[Что требуется]
Воспроизведите дословно часть отрывка документа: начиная со слов «Иван Шизофреник, в» и до слов «были чужой шкурой.» включительно.

Полмира спит, лишь слышится дыханье.
Полмира спит, вселенная растет.
Прислушайся, как вместе с ней – мы сами.
Иван Шизофреник, в отличие от Вита, стихов моих не любил. У него странное было видение поэзии. Но на то он и Шизофреник. Я охотно приезжала к нему в гости на Кантемировскую, выслушивала телеги в стиле смягченного волосатого гуру. Мы все тогда хотели опираться на кого-то, походить, прочувствовать чужое, чтобы узнать свое. Не самый интересный путь, но я тоже этим увлекалась. Моя Ирландия, Англия и Китай были чужой шкурой.
“Русскую мысль” с тремя моими стихотворениями я купила аккуратно в октябре, в дни переворота, на лотке на Пушкинской, в переходе. И это была небольшая, но явная командная победа. Несмотря на то, что видение литературы глазами Дмитрия Кузьмина мне близко не было, в “Вавилоне” для меня местечко нашлось, и я довольно долго была им довольна.
Но вернусь к событиям в ЦРДИ весной 1994 года.
Люди московского подполья восьмидесятых, часть из них были уже мэтрами, сидели в зале и смотрели на молодое поколение почти ласково. Евгений Бунимович сидел рядом со славистом Джоном Хаем. Они переговаривались. Серьезное лицо Марка Шатуновского скрывало ироничную усмешку. Темные глаза Арабова выражали космическую печаль. Пригов, вероятно, тоже был, но концептуально.
Как оказалось, презентация второго номера альманаха “Вавилон” проходит в рамках фестиваля свободного стиха. Не помню, как, ДК меня поймал и с хорошо скрытым раздражением, с интонацией Штирлица, сказал:
– Ты в курсе, что ты завтра читаешь?
Это завтра для меня было рабочим днем. Тогда я покупала газеты, по десять рублей за штуку, и продавала по сто рублей в электричке. Газета называлась “Дело”. Редакция была на Пушкинской, тираж я забирала на улице Радио. Затем ехала на Курский вокзал и довольно ловко его реализовывала. Однако сумка была тяжелая, так что больше ста штук я редко брала. Продавец из меня никакущий, но народу нравилась смешная фигурка. В газете было много спорта и программа телевидения. Так что мне предстояло продать тираж и потом ехать в ЦДРИ. Что я и сделала. Читала я уже в положенное время, то есть – среди внеконкурсных, и, кажется, хуже, чем накануне. Но все же эффектно.

[Блок данных]
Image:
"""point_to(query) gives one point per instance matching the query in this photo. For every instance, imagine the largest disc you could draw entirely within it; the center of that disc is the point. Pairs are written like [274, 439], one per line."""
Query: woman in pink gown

[Письменный ответ]
Иван Шизофреник, в отличие от Вита, стихов моих не любил. У него странное было видение поэзии. Но на то он и Шизофреник. Я охотно приезжала к нему в гости на Кантемировскую, выслушивала телеги в стиле смягченного волосатого гуру. Мы все тогда хотели опираться на кого-то, походить, прочувствовать чужое, чтобы узнать свое. Не самый интересный путь, но я тоже этим увлекалась. Моя Ирландия, Англия и Китай были чужой шкурой.